# Given text:
Saturday, April 11, 2009

Overcoming the Five Hindrances

The following is taken from Nyanaponika Thera
http://www.accesstoinsight.org/lib/authors/nyanaponika/wheel026.html

The Five Hindrances are the major psychological impediments to mindfulness (present center awareness) and the deepening of concentration into sublime states of consciousness.

The Five Hindrances are:
1. Sensual Desire/Attachment
2. Anger/Aversion
3. Restlessness
4. Dullness
5. Doubt

1. Overcoming Sensual Desire
Six things are conducive to the abandonment of sensual desire:
Learning how to meditate on impure objects;
Devoting oneself to the meditation on the impure;
Guarding the sense doors;
Moderation in eating;
Noble friendship;
Suitable conversation.

2. Overcoming Anger
Six things are helpful in conquering anger and aversion:
Learning how to meditate on loving-kindness;
Devoting oneself to the meditation of loving-kindness;
Considering that one is the owner and heir of one's actions (kamma);
Frequent reflection on it Cause and effect
Noble friendship;
Suitable conversation.

Also helpful in conquering ill-will are:
Rapture, of the factors of absorption (jhananga);
Faith, of the spiritual faculties (indriya);
Rapture and equanimity, of the factors of enlightenment (bojjhanga).

3. Overcoming Dullness
Six things are conducive to the abandonment of sloth and torpor:
Knowing that overeating is a cause of it;
Changing the bodily posture;
Thinking of the perception of light;
Staying in the open air;
Noble friendship;
Suitable conversation.

Also helpful in conquering sloth and torpor are:
The recollection of Death
 and impermanence.

4. Overcoming Restlessness
Six things are conducive to the abandonment of restlessness and remorse:
1. Knowledge of the Buddhist scriptures (Doctrine and Discipline);
2. Asking questions about them;
3. Familiarity with the Vinaya (the Code of Monastic Discipline, and for lay followers, with the principles of moral conduct);
4. Association with those mature in age and experience, who possess dignity, restraint and calm;
5. Noble friendship;
6. Suitable conversation.

# Records provided:

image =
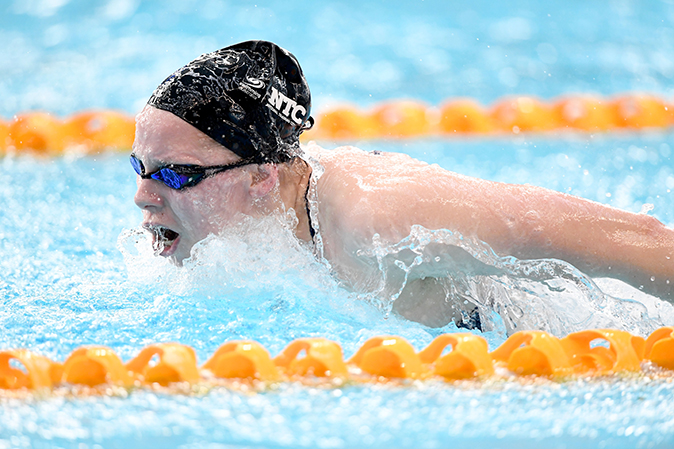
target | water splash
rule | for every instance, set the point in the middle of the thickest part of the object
(545, 294)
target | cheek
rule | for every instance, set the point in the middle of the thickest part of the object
(204, 214)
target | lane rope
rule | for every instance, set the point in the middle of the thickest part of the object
(95, 131)
(597, 352)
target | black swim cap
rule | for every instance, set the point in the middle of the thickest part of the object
(250, 97)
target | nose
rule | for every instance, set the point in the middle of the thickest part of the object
(148, 194)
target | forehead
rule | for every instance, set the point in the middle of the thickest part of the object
(163, 138)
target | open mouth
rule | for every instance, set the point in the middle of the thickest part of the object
(163, 239)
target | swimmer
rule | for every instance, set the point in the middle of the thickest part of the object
(219, 139)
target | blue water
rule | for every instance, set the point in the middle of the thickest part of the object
(69, 279)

# Problem requirements:
From the text on overcoming the Five Hindrances, list every practice it names as conducive to abandoning sensual desire.

# Task answer:
- Learning how to meditate on impure objects
- Devoting oneself to the meditation on the impure
- Guarding the sense doors
- Moderation in eating
- Noble friendship
- Suitable conversation